BEGIN Exercise input

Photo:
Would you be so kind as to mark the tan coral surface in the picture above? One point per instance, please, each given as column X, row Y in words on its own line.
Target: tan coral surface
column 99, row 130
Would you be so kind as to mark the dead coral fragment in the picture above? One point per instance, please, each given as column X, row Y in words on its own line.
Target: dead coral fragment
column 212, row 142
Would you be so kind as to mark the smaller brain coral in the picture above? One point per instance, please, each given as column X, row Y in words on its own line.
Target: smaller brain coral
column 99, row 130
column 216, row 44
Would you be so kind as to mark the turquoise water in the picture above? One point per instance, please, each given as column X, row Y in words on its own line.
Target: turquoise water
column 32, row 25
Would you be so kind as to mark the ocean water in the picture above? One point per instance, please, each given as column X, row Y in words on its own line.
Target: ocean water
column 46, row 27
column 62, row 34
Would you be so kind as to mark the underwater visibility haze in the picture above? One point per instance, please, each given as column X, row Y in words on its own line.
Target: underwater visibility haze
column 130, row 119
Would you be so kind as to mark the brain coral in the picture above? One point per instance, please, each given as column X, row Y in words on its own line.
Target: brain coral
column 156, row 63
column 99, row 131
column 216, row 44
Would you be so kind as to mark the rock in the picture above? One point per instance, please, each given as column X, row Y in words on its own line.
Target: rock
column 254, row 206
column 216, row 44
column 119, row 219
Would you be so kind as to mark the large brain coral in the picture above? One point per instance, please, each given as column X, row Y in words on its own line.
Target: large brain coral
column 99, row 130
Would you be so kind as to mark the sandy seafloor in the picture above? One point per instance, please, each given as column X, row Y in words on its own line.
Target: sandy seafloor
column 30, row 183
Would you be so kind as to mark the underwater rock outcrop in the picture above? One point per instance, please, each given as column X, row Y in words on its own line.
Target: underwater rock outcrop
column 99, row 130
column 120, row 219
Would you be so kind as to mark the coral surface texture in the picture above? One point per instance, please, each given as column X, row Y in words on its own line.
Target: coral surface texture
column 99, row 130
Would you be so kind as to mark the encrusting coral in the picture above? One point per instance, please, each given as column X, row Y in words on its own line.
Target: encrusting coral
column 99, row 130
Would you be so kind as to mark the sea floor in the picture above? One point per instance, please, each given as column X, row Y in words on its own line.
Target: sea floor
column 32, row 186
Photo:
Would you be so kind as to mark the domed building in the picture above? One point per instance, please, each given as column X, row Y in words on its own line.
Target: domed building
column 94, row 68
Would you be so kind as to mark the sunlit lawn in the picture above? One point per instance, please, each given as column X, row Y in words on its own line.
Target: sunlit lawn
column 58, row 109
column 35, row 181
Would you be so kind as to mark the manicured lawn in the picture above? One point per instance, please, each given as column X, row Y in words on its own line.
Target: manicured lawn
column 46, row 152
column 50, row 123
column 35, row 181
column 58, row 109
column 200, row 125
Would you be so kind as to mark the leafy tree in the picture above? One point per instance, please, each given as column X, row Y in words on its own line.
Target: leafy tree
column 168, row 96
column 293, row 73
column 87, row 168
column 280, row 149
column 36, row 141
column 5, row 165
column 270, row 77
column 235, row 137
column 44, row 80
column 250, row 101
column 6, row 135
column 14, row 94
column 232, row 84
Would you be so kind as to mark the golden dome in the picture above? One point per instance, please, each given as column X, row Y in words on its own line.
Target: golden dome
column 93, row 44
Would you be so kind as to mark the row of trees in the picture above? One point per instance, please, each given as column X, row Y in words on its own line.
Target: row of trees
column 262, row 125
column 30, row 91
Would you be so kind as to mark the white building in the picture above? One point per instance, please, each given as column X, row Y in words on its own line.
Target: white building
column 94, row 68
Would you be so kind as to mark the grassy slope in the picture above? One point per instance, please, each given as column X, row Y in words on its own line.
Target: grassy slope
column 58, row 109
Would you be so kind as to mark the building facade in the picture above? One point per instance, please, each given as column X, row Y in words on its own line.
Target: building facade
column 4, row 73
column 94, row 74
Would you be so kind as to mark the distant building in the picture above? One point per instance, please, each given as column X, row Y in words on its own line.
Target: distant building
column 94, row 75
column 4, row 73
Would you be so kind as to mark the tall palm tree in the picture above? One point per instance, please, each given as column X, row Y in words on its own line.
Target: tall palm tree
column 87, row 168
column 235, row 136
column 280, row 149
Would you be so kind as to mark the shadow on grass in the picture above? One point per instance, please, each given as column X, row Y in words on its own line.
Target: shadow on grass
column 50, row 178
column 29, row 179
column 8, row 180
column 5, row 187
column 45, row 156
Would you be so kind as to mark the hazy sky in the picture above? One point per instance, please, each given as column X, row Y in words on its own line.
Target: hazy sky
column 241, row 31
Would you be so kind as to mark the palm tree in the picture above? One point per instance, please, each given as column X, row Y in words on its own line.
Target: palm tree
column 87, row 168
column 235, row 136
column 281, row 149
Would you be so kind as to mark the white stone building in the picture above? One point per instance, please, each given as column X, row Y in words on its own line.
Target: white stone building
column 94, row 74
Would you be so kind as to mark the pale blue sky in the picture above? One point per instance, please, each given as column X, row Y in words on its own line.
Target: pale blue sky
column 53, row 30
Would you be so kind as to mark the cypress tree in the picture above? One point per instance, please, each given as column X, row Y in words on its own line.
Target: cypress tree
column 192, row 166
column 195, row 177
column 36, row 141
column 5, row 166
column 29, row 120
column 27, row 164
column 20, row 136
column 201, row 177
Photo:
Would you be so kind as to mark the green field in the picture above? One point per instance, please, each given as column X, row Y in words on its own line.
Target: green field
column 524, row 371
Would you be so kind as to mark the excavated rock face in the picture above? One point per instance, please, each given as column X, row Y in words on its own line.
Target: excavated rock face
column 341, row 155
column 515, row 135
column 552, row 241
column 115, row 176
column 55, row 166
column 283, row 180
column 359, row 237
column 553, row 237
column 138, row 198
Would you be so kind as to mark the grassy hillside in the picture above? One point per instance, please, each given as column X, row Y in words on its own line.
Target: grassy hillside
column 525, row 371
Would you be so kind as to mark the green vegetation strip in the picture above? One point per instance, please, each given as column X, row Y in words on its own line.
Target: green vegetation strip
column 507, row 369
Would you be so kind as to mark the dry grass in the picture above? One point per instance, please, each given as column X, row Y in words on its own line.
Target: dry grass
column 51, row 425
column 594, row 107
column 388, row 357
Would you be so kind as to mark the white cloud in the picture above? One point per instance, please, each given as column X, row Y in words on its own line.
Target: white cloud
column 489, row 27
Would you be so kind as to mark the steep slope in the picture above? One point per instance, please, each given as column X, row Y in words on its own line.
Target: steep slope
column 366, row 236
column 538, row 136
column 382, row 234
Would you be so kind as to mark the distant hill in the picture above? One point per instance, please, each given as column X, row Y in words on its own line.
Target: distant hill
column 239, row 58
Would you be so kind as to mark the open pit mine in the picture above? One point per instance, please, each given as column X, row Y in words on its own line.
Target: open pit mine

END Exercise input

● Direction
Reproduce all of the material above word for word, leaving nothing out and changing nothing.

● Written solution
Photo:
Would you be so kind as to mark the tan coral surface in the picture above? One point per instance, please, each given as column X, row Y in words on its own line.
Target: tan coral surface
column 99, row 130
Would you be so kind as to mark the dead coral fragment in the picture above? One point per instance, please, each given as column X, row Y in words on its own line.
Target: dead coral fragment
column 212, row 142
Would you be so kind as to mark the smaller brain coral in the picture above? One point per instance, please, each given as column X, row Y in words on its own line.
Target: smaller brain coral
column 99, row 130
column 216, row 44
Would you be so kind as to mark the turquoise water in the picture above? One point per instance, please, each given as column X, row Y in words on its own line.
Target: turquoise water
column 32, row 25
Would you be so kind as to mark the ocean water in the picture above? One point per instance, please, each given as column X, row Y in words on its own line.
Target: ocean water
column 46, row 27
column 62, row 34
Would you be so kind as to mark the underwater visibility haze in the picture above? One point per instance, please, each given as column X, row Y in words on its own line.
Target: underwater visibility haze
column 130, row 119
Would you be so kind as to mark the brain coral in the picture above? One point per instance, please, each given as column X, row Y in words on its own line.
Target: brain coral
column 156, row 63
column 99, row 131
column 216, row 44
Would you be so kind as to mark the rock in the picture above? One point per instance, please, each given as column X, row Y in words on its own line.
Target: rock
column 254, row 206
column 216, row 44
column 119, row 219
Would you be so kind as to mark the large brain coral in the picture above? One point per instance, please, each given as column X, row Y in words on its own line.
Target: large brain coral
column 99, row 130
Would you be so kind as to mark the sandy seafloor in the picture above? One point per instance, please, each given as column X, row Y in words on its own line.
Target: sandy seafloor
column 30, row 183
Would you be so kind as to mark the underwater rock outcrop in the picture above? One point per instance, please, each given as column X, row Y in words on its own line.
Target: underwater rock outcrop
column 99, row 130
column 120, row 219
Would you be so kind as to mark the coral surface texture in the picture above? One point per instance, please, each given as column X, row Y in words on its own line.
Target: coral surface texture
column 99, row 130
Would you be so kind as to mark the encrusting coral in the picture above? One point per instance, please, each given as column X, row Y in words on its own line.
Target: encrusting coral
column 99, row 130
Would you be so kind as to mark the sea floor in the picture above? One point per instance, please, each given as column X, row Y in words on its own line.
Target: sea floor
column 32, row 186
Photo:
Would you be so kind as to mark the domed building in the picture above? One point per instance, please, each given as column X, row Y in words on its own line.
Target: domed building
column 94, row 68
Would you be so kind as to mark the sunlit lawn in the picture above? One point per instance, please, each given as column X, row Y in words on its own line.
Target: sunlit lawn
column 58, row 109
column 35, row 181
Would you be so kind as to mark the manicured lawn in the picture above? One point per instance, please, each given as column X, row Y in words on its own line.
Target: manicured lawn
column 46, row 152
column 50, row 123
column 35, row 181
column 58, row 109
column 200, row 125
Would you be so kind as to mark the leafy tree in the picture above? One point per instance, please, each given as column X, row Y in words on its own line.
Target: leafy tree
column 168, row 96
column 293, row 73
column 87, row 168
column 280, row 149
column 36, row 141
column 5, row 165
column 270, row 77
column 235, row 137
column 44, row 80
column 250, row 101
column 6, row 135
column 14, row 94
column 232, row 84
Would you be so kind as to mark the golden dome in the picture above? One point per instance, please, each given as column X, row Y in words on its own line.
Target: golden dome
column 93, row 44
Would you be so kind as to mark the row of trees in the picture above? One point per instance, please, each given as column X, row Y in words on its own line.
Target: row of trees
column 262, row 125
column 30, row 91
Would you be so kind as to mark the white building in the picture above? One point per instance, please, each given as column X, row Y in words on its own line.
Target: white building
column 94, row 68
Would you be so kind as to mark the grassy slope in the picture above? One point per instance, please, each given as column X, row Y in words on its own line.
Target: grassy slope
column 58, row 109
Would you be so kind as to mark the building facade in the picture above? One point per instance, please, each given as column X, row Y in words on its own line.
Target: building facade
column 4, row 73
column 94, row 74
Would you be so kind as to mark the distant building in the picture above? One point per instance, please, each given as column X, row Y in words on its own line.
Target: distant building
column 94, row 75
column 4, row 73
Would you be so kind as to mark the tall palm tree in the picture above? One point per instance, please, each given as column X, row Y in words on its own line.
Target: tall palm tree
column 87, row 168
column 235, row 136
column 280, row 149
Would you be so kind as to mark the shadow on grass in the picture above? One point per instance, please, each given as column X, row Y in words on its own line.
Target: shadow on grass
column 50, row 178
column 29, row 179
column 8, row 180
column 5, row 187
column 45, row 156
Would you be so kind as to mark the hazy sky in the picture above? One point per instance, please, each given as column X, row Y in words on its own line.
Target: hazy sky
column 241, row 31
Would you be so kind as to mark the palm tree in the picture above? One point per instance, please, each given as column X, row Y in words on its own line.
Target: palm tree
column 87, row 168
column 235, row 136
column 281, row 149
Would you be so kind as to mark the white stone building in the picture above? One point per instance, please, each given as column X, row Y in words on its own line.
Target: white stone building
column 94, row 74
Would you be so kind as to mark the pale blue sky in the picture above? One point per instance, please, each given as column X, row Y in words on its own line.
Target: pale blue sky
column 53, row 30
Would you be so kind as to mark the cypress tree in the picture above? One point per instance, please, each given as column X, row Y in words on its own line.
Target: cypress tree
column 192, row 166
column 195, row 177
column 36, row 141
column 5, row 166
column 29, row 120
column 27, row 164
column 20, row 136
column 201, row 177
Photo:
Would you be so kind as to mark the green field in the picture above? One point per instance, please, each given as column X, row Y in words on its own line.
Target: green field
column 524, row 371
Would you be so kind as to mark the excavated rock face in the picture above? One point per instance, please, each given as column X, row Y in words on its own line.
Target: excavated rock face
column 341, row 155
column 515, row 135
column 552, row 241
column 115, row 176
column 55, row 166
column 283, row 180
column 359, row 237
column 553, row 237
column 138, row 198
Would you be so kind as to mark the grassy hillside in the picture above? One point per instance, please, each given as column X, row Y in words on its own line.
Target: grassy hillside
column 525, row 371
Would you be so kind as to mark the green vegetation strip in the picture above? One point per instance, please, each given as column X, row Y in words on its own line.
Target: green vegetation strip
column 507, row 369
Would you be so kind as to mark the dry grass in the picture above? One point per instance, please, each given as column X, row Y in words on its own line.
Target: dry grass
column 51, row 425
column 594, row 107
column 388, row 357
Would you be so kind as to mark the white cloud in the picture above? One point per instance, please, each given as column X, row Y in words on its own line.
Target: white cloud
column 489, row 27
Would you be so kind as to mark the steep slope in the picture above? One point per instance, please, each given as column X, row Y in words on its own line.
Target: steep slope
column 366, row 236
column 538, row 136
column 382, row 234
Would you be so kind as to mark the distant hill in the picture above? One point per instance, please, each given as column X, row Y in words on its own line.
Target: distant hill
column 239, row 58
Would you be so kind as to mark the open pit mine in the picture above? One point per instance, please, each given as column X, row Y in words on its own line.
Target: open pit mine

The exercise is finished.